» Goal of the exercise:
Write out all the records exactly, and keep any images out.

» Data in this exercise:
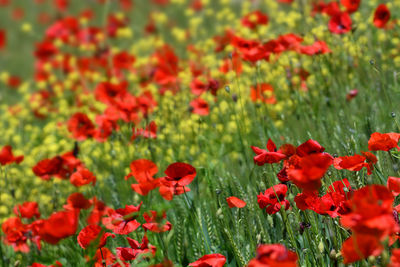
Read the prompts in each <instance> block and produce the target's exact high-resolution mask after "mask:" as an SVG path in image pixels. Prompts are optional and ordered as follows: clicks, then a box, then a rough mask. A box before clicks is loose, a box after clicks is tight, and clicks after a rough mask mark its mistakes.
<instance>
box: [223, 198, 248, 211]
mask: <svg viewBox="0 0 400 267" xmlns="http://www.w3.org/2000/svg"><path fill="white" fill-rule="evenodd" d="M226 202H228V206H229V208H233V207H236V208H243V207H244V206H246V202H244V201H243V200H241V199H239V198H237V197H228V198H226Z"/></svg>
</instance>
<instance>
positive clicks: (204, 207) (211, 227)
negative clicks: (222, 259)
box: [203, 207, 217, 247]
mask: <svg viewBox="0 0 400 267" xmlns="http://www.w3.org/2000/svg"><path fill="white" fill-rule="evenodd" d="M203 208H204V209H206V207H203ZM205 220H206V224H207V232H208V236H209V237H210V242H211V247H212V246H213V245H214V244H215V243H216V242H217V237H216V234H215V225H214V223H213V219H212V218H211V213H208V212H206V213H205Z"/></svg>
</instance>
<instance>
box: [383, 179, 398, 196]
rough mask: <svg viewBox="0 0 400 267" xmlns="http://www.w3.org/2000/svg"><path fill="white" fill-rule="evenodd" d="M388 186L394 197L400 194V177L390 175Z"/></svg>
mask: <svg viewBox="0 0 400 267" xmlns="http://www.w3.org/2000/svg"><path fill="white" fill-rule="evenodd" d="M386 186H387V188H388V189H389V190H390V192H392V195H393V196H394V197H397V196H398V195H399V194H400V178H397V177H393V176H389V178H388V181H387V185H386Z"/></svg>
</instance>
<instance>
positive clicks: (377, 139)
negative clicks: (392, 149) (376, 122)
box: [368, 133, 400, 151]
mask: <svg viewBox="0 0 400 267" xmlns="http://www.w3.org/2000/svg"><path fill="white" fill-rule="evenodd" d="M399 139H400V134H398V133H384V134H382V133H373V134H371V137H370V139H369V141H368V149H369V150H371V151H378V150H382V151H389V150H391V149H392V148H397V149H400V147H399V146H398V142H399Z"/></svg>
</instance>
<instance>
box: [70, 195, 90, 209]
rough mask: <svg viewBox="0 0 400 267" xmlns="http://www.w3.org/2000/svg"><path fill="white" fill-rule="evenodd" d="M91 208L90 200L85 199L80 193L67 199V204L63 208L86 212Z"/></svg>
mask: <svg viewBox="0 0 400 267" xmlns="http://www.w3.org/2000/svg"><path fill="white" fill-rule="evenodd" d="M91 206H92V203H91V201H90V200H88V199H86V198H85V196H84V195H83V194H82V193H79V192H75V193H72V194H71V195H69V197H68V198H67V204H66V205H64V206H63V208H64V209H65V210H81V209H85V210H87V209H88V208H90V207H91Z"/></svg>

» Completed exercise:
Read the prompts in each <instance> block and produce the target's exact high-resolution mask after "mask:" as an SVG path in image pixels. Prompts are optional and ordered as follows: clicks, then a box, then a rough mask. A box before clicks is loose, a box after clicks is tight, and clicks after a rough mask mark its mistakes.
<instance>
box: [223, 198, 248, 211]
mask: <svg viewBox="0 0 400 267" xmlns="http://www.w3.org/2000/svg"><path fill="white" fill-rule="evenodd" d="M226 202H228V206H229V208H233V207H236V208H243V207H244V206H246V202H244V201H243V200H241V199H239V198H237V197H228V198H226Z"/></svg>
</instance>
<instance>
positive clicks: (204, 207) (211, 227)
negative clicks: (222, 259)
box: [203, 207, 217, 247]
mask: <svg viewBox="0 0 400 267" xmlns="http://www.w3.org/2000/svg"><path fill="white" fill-rule="evenodd" d="M203 208H204V209H206V207H203ZM205 220H206V224H207V232H208V236H209V237H210V242H211V247H212V246H213V245H214V244H215V243H216V242H217V237H216V234H215V225H214V223H213V219H212V218H211V213H208V212H206V213H205Z"/></svg>
</instance>
<instance>
box: [383, 179, 398, 196]
rough mask: <svg viewBox="0 0 400 267" xmlns="http://www.w3.org/2000/svg"><path fill="white" fill-rule="evenodd" d="M388 186L394 197L400 194V177L390 175Z"/></svg>
mask: <svg viewBox="0 0 400 267" xmlns="http://www.w3.org/2000/svg"><path fill="white" fill-rule="evenodd" d="M386 186H387V188H388V189H389V190H390V192H392V195H393V196H394V197H397V196H398V195H399V194H400V178H397V177H393V176H389V178H388V181H387V185H386Z"/></svg>
</instance>
<instance>
positive clicks: (377, 139)
negative clicks: (392, 149) (376, 122)
box: [368, 133, 400, 151]
mask: <svg viewBox="0 0 400 267" xmlns="http://www.w3.org/2000/svg"><path fill="white" fill-rule="evenodd" d="M399 139H400V134H398V133H384V134H382V133H373V134H371V137H370V139H369V141H368V149H369V150H371V151H378V150H382V151H389V150H391V149H392V148H397V149H400V147H399V146H398V142H399Z"/></svg>
</instance>
<instance>
box: [70, 195, 90, 209]
rough mask: <svg viewBox="0 0 400 267" xmlns="http://www.w3.org/2000/svg"><path fill="white" fill-rule="evenodd" d="M91 208L90 200L85 199L80 193L67 199V204L63 208L86 212Z"/></svg>
mask: <svg viewBox="0 0 400 267" xmlns="http://www.w3.org/2000/svg"><path fill="white" fill-rule="evenodd" d="M91 206H92V203H91V201H90V200H88V199H86V198H85V196H84V195H83V194H82V193H79V192H75V193H72V194H71V195H69V197H68V198H67V204H66V205H64V206H63V208H64V209H65V210H81V209H85V210H87V209H88V208H90V207H91Z"/></svg>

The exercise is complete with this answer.